Start of Block
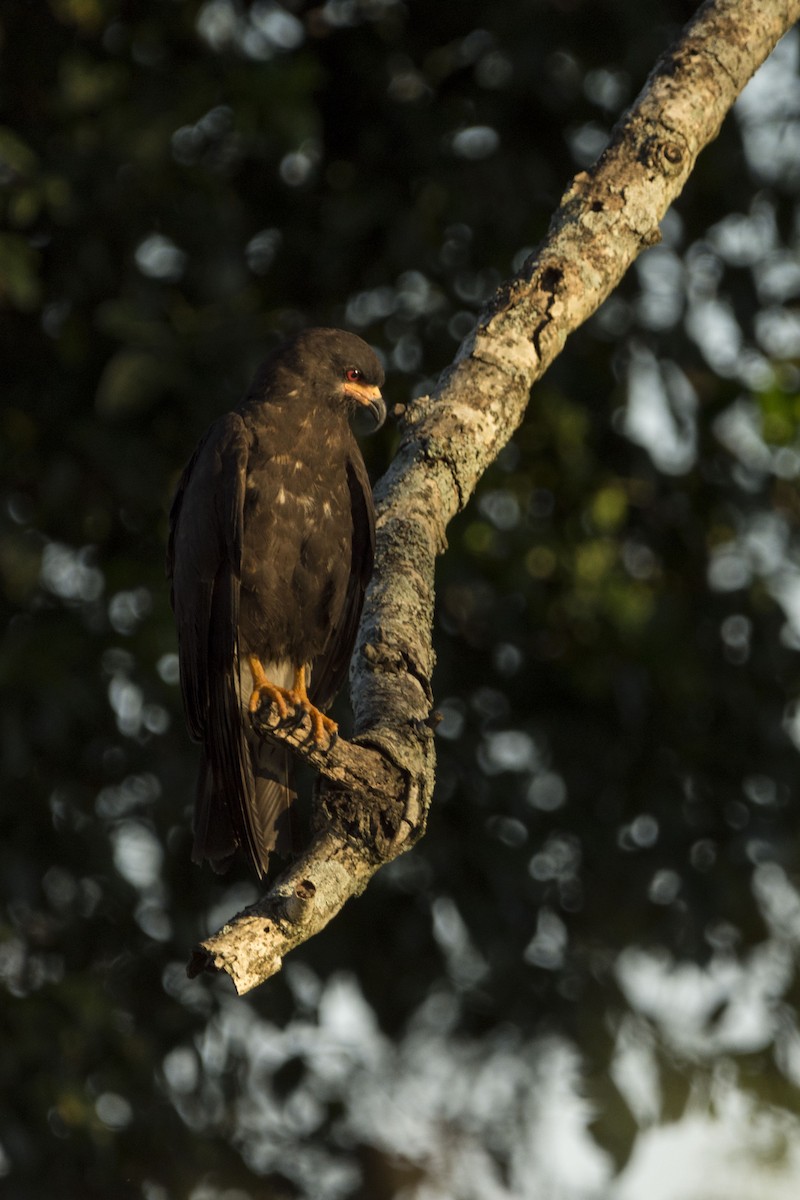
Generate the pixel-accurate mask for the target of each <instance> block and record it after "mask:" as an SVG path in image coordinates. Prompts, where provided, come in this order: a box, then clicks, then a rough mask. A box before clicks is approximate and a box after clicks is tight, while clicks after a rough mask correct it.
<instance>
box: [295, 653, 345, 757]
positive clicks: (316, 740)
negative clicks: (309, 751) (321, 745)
mask: <svg viewBox="0 0 800 1200" xmlns="http://www.w3.org/2000/svg"><path fill="white" fill-rule="evenodd" d="M289 696H290V697H291V702H293V703H294V706H295V707H296V708H302V709H303V712H306V713H308V715H309V718H311V732H312V736H313V738H314V742H315V743H317V745H321V744H323V743H324V742H325V740H331V742H332V739H333V738H336V737H337V736H338V725H337V724H336V721H332V720H331V719H330V716H325V713H320V710H319V709H318V708H314V706H313V704H312V702H311V701H309V700H308V692H307V691H306V668H305V666H302V667H296V668H295V674H294V683H293V685H291V691H290V692H289Z"/></svg>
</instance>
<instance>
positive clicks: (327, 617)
End of Block
• **Aim of the task**
Every line above should be transcribed word for word; leave the pictures out.

• **Answer section**
Generate the pixel-accurate mask for the target of each <instance> block and record it after "mask:" as an SVG path in image coordinates. Prompts, where provided, come in this order: a box, then clicks, then a rough mask. A box before clicks is approximate and a box after clicks is tight, while clicks after a rough mask correct it.
<instance>
box: [295, 653, 345, 757]
positive clicks: (316, 740)
negative clicks: (309, 751) (321, 745)
mask: <svg viewBox="0 0 800 1200" xmlns="http://www.w3.org/2000/svg"><path fill="white" fill-rule="evenodd" d="M289 696H290V697H291V702H293V703H294V706H295V707H296V708H302V709H303V712H306V713H308V715H309V718H311V732H312V736H313V738H314V742H315V743H317V745H321V744H323V743H324V742H325V740H331V742H332V739H333V738H336V737H337V736H338V725H337V724H336V721H332V720H331V719H330V716H325V713H320V710H319V709H318V708H314V706H313V704H312V702H311V701H309V700H308V692H307V691H306V668H305V666H302V667H296V668H295V674H294V683H293V685H291V691H290V692H289Z"/></svg>
</instance>
<instance>
positive clicks: (327, 617)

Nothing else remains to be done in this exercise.